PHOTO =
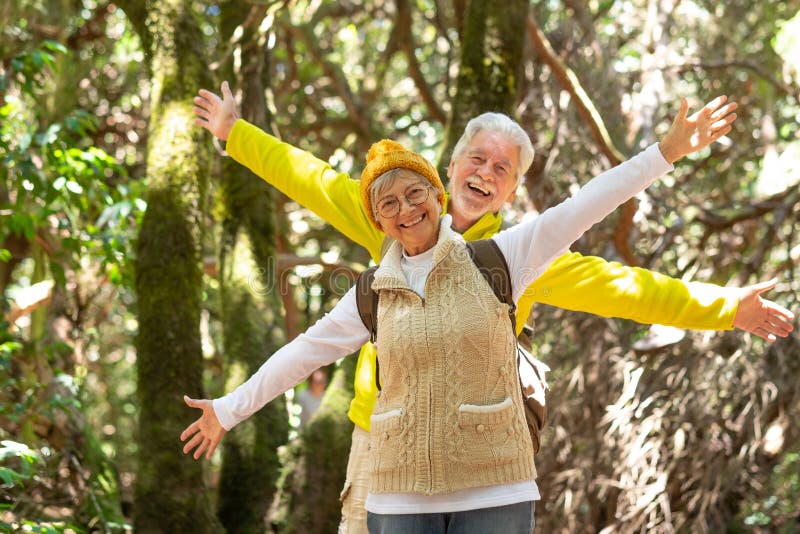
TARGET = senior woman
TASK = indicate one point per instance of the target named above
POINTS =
(450, 447)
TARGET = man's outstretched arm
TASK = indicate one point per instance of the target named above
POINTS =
(307, 180)
(609, 289)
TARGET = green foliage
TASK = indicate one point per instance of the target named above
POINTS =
(778, 510)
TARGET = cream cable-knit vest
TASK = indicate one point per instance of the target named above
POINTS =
(449, 416)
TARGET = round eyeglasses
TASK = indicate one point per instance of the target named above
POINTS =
(389, 207)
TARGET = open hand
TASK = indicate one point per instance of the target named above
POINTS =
(215, 114)
(205, 433)
(760, 316)
(690, 134)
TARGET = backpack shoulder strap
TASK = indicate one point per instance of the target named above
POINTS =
(492, 264)
(367, 302)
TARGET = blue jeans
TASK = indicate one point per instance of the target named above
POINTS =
(509, 519)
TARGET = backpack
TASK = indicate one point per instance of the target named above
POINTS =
(492, 265)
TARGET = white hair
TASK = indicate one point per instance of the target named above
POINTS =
(499, 123)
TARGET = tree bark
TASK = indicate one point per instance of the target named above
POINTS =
(249, 303)
(315, 464)
(168, 491)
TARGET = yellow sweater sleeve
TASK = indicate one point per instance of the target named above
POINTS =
(593, 285)
(311, 182)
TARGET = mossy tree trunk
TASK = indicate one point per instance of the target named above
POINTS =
(169, 494)
(250, 307)
(315, 465)
(492, 45)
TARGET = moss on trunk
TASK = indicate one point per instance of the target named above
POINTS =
(169, 494)
(315, 465)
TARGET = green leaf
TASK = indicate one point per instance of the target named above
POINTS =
(9, 476)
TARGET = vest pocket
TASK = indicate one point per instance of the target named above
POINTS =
(488, 433)
(384, 440)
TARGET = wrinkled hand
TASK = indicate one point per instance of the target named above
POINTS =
(690, 134)
(762, 317)
(206, 432)
(216, 114)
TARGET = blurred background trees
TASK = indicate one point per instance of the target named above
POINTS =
(695, 433)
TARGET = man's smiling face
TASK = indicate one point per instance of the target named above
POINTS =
(483, 177)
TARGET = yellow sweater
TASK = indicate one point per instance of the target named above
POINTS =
(450, 414)
(572, 282)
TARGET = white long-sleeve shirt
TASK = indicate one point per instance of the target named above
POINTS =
(528, 247)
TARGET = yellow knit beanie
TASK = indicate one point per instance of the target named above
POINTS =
(386, 155)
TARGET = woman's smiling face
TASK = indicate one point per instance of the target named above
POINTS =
(415, 226)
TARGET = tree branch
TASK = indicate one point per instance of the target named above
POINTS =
(403, 23)
(591, 117)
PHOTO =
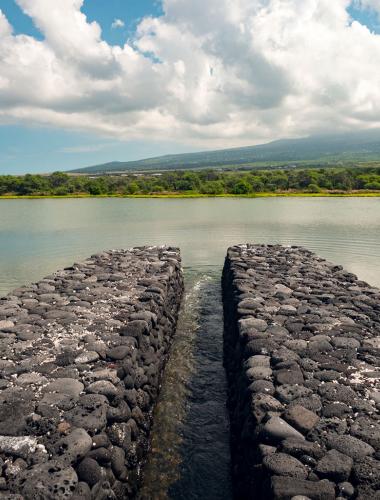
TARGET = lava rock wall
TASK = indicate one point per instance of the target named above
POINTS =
(82, 352)
(302, 352)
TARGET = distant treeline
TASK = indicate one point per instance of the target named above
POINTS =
(209, 182)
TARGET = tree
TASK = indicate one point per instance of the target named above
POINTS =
(242, 187)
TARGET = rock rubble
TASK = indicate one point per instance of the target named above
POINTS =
(302, 355)
(81, 355)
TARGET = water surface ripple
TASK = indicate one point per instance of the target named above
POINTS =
(190, 456)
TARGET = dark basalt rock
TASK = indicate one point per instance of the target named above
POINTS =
(82, 354)
(303, 384)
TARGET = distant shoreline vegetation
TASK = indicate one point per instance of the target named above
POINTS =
(187, 184)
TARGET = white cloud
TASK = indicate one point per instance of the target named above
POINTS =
(118, 23)
(230, 72)
(369, 4)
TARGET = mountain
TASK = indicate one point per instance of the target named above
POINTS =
(323, 149)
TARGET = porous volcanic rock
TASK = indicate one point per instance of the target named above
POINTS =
(82, 353)
(302, 355)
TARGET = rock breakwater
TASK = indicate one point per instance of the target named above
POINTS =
(302, 354)
(82, 352)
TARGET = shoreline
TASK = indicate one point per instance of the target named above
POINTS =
(300, 194)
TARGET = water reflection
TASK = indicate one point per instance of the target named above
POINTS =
(39, 236)
(190, 437)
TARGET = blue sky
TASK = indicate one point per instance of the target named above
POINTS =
(29, 147)
(39, 149)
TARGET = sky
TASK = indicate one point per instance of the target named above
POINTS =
(84, 82)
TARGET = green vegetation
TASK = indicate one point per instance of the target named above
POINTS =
(348, 149)
(199, 183)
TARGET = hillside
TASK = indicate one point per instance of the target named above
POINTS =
(350, 147)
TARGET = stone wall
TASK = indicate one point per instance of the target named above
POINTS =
(302, 354)
(82, 352)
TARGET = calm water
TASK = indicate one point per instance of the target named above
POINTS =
(190, 453)
(39, 236)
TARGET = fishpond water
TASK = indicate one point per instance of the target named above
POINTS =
(189, 456)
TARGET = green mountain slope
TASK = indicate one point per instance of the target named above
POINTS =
(358, 146)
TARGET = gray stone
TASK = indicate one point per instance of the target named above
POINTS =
(135, 328)
(73, 446)
(282, 464)
(301, 447)
(48, 481)
(350, 446)
(252, 323)
(89, 471)
(20, 446)
(276, 429)
(302, 419)
(346, 490)
(290, 377)
(368, 430)
(285, 488)
(345, 343)
(87, 357)
(90, 413)
(289, 392)
(255, 361)
(4, 324)
(259, 373)
(103, 387)
(262, 386)
(334, 465)
(68, 386)
(119, 352)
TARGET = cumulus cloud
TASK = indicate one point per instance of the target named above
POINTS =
(210, 73)
(370, 4)
(118, 23)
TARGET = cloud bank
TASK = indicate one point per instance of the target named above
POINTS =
(209, 73)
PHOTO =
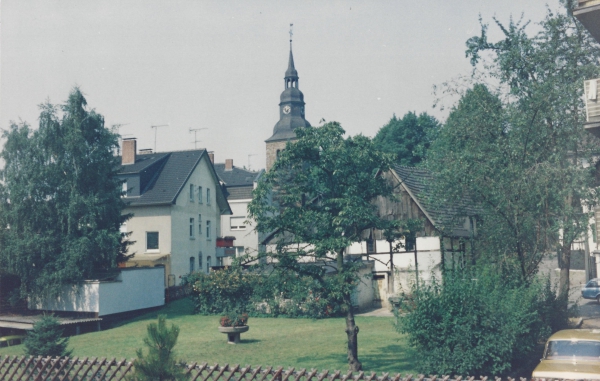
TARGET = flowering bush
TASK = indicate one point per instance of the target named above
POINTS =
(234, 319)
(276, 294)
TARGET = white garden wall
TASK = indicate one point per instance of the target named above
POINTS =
(133, 289)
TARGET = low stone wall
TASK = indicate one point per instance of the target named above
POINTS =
(21, 368)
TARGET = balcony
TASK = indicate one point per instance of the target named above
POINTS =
(592, 106)
(588, 13)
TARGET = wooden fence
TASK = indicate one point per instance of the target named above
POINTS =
(23, 368)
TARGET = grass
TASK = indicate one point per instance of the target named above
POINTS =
(299, 343)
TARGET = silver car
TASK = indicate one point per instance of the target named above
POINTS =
(591, 290)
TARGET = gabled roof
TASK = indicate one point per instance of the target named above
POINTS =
(239, 182)
(169, 173)
(444, 216)
(142, 162)
(236, 176)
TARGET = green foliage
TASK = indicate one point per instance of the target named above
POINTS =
(159, 363)
(46, 339)
(480, 323)
(221, 291)
(506, 148)
(409, 138)
(60, 201)
(278, 294)
(316, 201)
(234, 319)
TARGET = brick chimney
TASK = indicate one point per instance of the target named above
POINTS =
(129, 151)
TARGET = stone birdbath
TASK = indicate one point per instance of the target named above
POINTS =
(233, 324)
(233, 333)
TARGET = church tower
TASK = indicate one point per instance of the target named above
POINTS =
(291, 113)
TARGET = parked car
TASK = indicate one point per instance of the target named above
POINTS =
(592, 290)
(571, 354)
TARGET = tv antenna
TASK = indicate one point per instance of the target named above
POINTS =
(252, 154)
(155, 130)
(195, 131)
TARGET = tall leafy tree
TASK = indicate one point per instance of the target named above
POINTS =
(46, 339)
(519, 148)
(60, 202)
(316, 201)
(408, 138)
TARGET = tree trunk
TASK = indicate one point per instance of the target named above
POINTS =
(351, 327)
(352, 332)
(564, 263)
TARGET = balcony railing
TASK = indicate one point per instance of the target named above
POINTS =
(585, 3)
(592, 100)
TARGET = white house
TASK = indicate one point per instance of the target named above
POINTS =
(238, 183)
(176, 202)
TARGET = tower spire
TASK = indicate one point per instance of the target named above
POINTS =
(291, 111)
(291, 75)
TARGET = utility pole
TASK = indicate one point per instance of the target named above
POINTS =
(155, 130)
(195, 131)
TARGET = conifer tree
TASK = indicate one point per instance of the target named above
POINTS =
(46, 339)
(159, 363)
(60, 199)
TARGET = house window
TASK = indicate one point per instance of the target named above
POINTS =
(237, 223)
(199, 225)
(151, 241)
(371, 246)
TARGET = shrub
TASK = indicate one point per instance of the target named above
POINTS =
(234, 319)
(479, 322)
(276, 294)
(46, 339)
(159, 363)
(221, 291)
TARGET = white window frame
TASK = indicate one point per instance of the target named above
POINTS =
(199, 225)
(192, 264)
(157, 242)
(237, 226)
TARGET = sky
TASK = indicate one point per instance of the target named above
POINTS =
(217, 67)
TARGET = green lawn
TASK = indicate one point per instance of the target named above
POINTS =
(299, 343)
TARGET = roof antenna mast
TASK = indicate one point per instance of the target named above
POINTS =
(195, 131)
(156, 127)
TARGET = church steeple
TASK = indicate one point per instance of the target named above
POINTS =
(291, 74)
(291, 112)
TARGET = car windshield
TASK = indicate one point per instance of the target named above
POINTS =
##########
◆ **TASK TO COMPLETE**:
Give back exactly the lines from the line holding "TARGET = white window frame" through the last line of the listing, including both.

◆ **PROBLEM SOLUTION**:
TARGET = white window frame
TASK = indicate one point per instance of the target named above
POINTS =
(199, 225)
(192, 264)
(157, 242)
(237, 226)
TARGET = sky
TASK = indicate one point per instance of the target named above
POINTS =
(217, 67)
TARGET = green lawn
TASK = indicate one point per instance of the target named above
POINTS =
(299, 343)
TARGET = roof antenna mast
TASK = indicate one point per instance of the target named above
POINTS =
(195, 131)
(156, 127)
TARGET = church steeple
TASK = indicate one point per instance of the target named above
POINTS =
(291, 74)
(291, 112)
TARGET = car windshield
TASK = indicate one point per instance of the target named above
POINTS =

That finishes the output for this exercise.